WHAT THE EXERCISE ASKS -
The answer must consist of every record, printed exactly as it stands.

AVAILABLE DATA -
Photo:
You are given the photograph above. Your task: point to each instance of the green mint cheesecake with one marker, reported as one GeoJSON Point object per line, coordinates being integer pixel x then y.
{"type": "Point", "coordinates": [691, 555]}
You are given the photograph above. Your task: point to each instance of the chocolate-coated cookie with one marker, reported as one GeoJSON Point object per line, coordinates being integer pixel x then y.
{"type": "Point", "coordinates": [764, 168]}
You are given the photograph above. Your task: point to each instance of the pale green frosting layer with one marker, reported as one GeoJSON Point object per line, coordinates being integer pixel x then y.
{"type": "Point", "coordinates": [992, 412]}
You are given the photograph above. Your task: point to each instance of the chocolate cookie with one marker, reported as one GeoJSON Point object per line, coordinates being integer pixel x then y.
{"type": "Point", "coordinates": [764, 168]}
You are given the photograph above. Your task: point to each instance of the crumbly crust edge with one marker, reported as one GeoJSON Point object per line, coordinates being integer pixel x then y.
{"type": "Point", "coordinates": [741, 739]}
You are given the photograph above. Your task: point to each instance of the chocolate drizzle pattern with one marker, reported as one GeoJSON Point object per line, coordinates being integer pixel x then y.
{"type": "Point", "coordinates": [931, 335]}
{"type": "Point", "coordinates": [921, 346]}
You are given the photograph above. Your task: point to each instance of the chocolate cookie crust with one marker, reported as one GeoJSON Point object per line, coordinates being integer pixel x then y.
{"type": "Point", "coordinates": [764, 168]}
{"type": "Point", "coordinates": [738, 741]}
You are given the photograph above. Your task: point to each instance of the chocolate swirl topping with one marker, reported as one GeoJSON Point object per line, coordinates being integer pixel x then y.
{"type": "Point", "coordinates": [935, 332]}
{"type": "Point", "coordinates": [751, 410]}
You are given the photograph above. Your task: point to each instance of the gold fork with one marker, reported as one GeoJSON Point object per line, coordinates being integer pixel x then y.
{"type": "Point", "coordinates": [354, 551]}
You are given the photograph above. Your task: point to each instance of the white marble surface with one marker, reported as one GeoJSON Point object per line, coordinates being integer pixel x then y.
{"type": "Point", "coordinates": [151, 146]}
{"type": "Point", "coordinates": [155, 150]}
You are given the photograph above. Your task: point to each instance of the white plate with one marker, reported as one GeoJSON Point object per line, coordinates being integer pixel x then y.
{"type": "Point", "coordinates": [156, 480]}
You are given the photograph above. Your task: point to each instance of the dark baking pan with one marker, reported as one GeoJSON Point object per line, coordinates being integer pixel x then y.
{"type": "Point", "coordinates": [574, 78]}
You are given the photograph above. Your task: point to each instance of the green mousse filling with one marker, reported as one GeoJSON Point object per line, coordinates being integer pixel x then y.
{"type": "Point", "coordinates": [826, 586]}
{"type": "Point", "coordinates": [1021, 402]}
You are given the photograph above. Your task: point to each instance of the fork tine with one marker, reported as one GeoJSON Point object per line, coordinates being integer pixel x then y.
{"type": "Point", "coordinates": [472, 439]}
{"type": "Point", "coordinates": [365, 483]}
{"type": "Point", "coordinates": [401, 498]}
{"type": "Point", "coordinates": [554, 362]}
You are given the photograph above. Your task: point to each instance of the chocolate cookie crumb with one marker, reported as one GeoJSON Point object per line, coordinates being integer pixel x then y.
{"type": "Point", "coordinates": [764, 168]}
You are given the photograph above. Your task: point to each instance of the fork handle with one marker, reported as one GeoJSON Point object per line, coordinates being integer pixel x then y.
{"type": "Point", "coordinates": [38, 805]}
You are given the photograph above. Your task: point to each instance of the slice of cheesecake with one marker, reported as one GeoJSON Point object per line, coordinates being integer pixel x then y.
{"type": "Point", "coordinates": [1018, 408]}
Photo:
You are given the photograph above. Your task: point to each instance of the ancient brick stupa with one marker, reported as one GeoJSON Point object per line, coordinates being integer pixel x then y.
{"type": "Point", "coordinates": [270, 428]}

OUTPUT -
Photo:
You are given the photograph above. Your task: point to each instance of the green mint cheesecake with one marker, reported as one GeoJSON Point object per line, coordinates being integer pixel x then y.
{"type": "Point", "coordinates": [691, 555]}
You are given the photograph above. Your task: point to each instance of the chocolate-coated cookie with one marker, reported as one GeoJSON Point object per line, coordinates being integer pixel x then y.
{"type": "Point", "coordinates": [764, 168]}
You are given the photograph above. Your task: point to each instance of the pale green frosting layer with one marker, reported as one GeoJSON Point object per line, coordinates being integer pixel x then y.
{"type": "Point", "coordinates": [992, 412]}
You are given the photograph above. Your task: point to each instance of the chocolate cookie with one marker, reported as one GeoJSON Point object per line, coordinates being integer pixel x then y.
{"type": "Point", "coordinates": [764, 168]}
You are given the photograph above. Your task: point to each instance of the crumbly crust edge with one marker, reported as one GeoJSON Point object per line, coordinates being integer pixel x then y.
{"type": "Point", "coordinates": [741, 739]}
You are given the photograph above. Your task: point to each instance of the chocolate drizzle pattern with one marker, reported as one GeoJSON Point object per line, coordinates being integer pixel x then y.
{"type": "Point", "coordinates": [931, 335]}
{"type": "Point", "coordinates": [921, 346]}
You are given the photograph above. Your task: point to each instance of the chocolate cookie crust with one marker, reported as one GeoJSON Point object per line, coordinates being integer pixel x then y.
{"type": "Point", "coordinates": [764, 168]}
{"type": "Point", "coordinates": [738, 741]}
You are given the photograph above. Your task: point to each instance of the chocolate swirl topping with one marker, reported as one GeoJSON Point object per line, coordinates being integer pixel x then y.
{"type": "Point", "coordinates": [935, 332]}
{"type": "Point", "coordinates": [751, 410]}
You are given the photograph above. Your task: point to each instance of the gold fork with one marker, reported as one GeoJSON Point object per line, coordinates being integer pixel x then y.
{"type": "Point", "coordinates": [354, 551]}
You are given the photograph above. Your task: point to each instance of the white marble surface with one marker, reported as one GeoJSON Point object per line, coordinates being integer pixel x then y.
{"type": "Point", "coordinates": [151, 146]}
{"type": "Point", "coordinates": [155, 150]}
You are given the photograph above. Your task: point to each instance of the white plate with one marker, reported as one GeoJSON Point object per line, coordinates being integer pixel x then y.
{"type": "Point", "coordinates": [156, 480]}
You are given the photograph above. Your task: point to each instance of the dark baking pan with one marker, reported as one GeoJSON Point object per line, coordinates being integer pixel x then y.
{"type": "Point", "coordinates": [574, 78]}
You are given the photograph above. Your task: point to each instance of the green mousse filling with one marker, reported as one GeoJSON Point object per line, coordinates being integer pixel x then y.
{"type": "Point", "coordinates": [826, 586]}
{"type": "Point", "coordinates": [1021, 402]}
You are given the photograph above. Your task: point to each instance of the fork tine with one marker, reported as one GeoJSON Point object per line, coordinates being integer pixel x then y.
{"type": "Point", "coordinates": [472, 439]}
{"type": "Point", "coordinates": [365, 483]}
{"type": "Point", "coordinates": [401, 498]}
{"type": "Point", "coordinates": [554, 362]}
You are given the photograph above. Your task: point to each instance of the chocolate cookie crumb with one marker, reported as one GeoJSON Point object per line, coordinates being integer pixel x then y.
{"type": "Point", "coordinates": [764, 168]}
You are given the photograph above. Your task: point to each instance of the fork handle with one marker, reported as one GeoJSON Point object per line, coordinates being integer pixel x then y.
{"type": "Point", "coordinates": [38, 805]}
You are given the photograph above. Your task: point to each instance of the slice of cheesecake with one marker, reported as one GeoJSON Point object per line, coordinates being integer pixel x then y.
{"type": "Point", "coordinates": [1018, 408]}
Photo:
You are given the photograph above. Your task: point to each instance of the ancient brick stupa with one marker, reported as one GeoJSON Point object per line, coordinates being integer pixel x then y.
{"type": "Point", "coordinates": [270, 428]}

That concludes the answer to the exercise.